[begin Information provided]
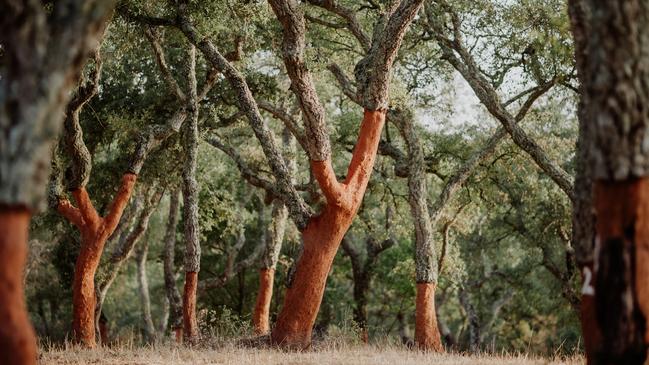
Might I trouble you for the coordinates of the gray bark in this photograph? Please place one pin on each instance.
(190, 186)
(373, 72)
(459, 57)
(616, 90)
(279, 214)
(124, 247)
(232, 266)
(44, 51)
(293, 45)
(425, 255)
(300, 212)
(583, 218)
(173, 295)
(79, 172)
(350, 20)
(143, 286)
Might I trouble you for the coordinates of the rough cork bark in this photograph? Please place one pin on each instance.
(175, 301)
(145, 298)
(190, 331)
(261, 314)
(612, 43)
(323, 235)
(144, 207)
(44, 49)
(95, 230)
(583, 218)
(190, 207)
(362, 273)
(17, 340)
(427, 335)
[end Information provided]
§ **Written problem**
Copy every line of the records above word for word, omitting the pictures.

§ **Answer to this problem**
Might I trouble you for the coordinates of the gray bark in this photograph? Please place one pin on each instance.
(190, 186)
(373, 72)
(459, 57)
(616, 90)
(279, 214)
(124, 247)
(232, 266)
(44, 51)
(293, 45)
(425, 255)
(300, 212)
(583, 218)
(173, 295)
(79, 172)
(350, 20)
(143, 286)
Might I trouble you for the coordinates of the rough cork bark in this photograph? Please place one pin on each instance.
(175, 301)
(145, 298)
(190, 331)
(261, 314)
(612, 43)
(323, 235)
(144, 207)
(44, 49)
(95, 230)
(583, 218)
(190, 207)
(362, 273)
(17, 340)
(427, 335)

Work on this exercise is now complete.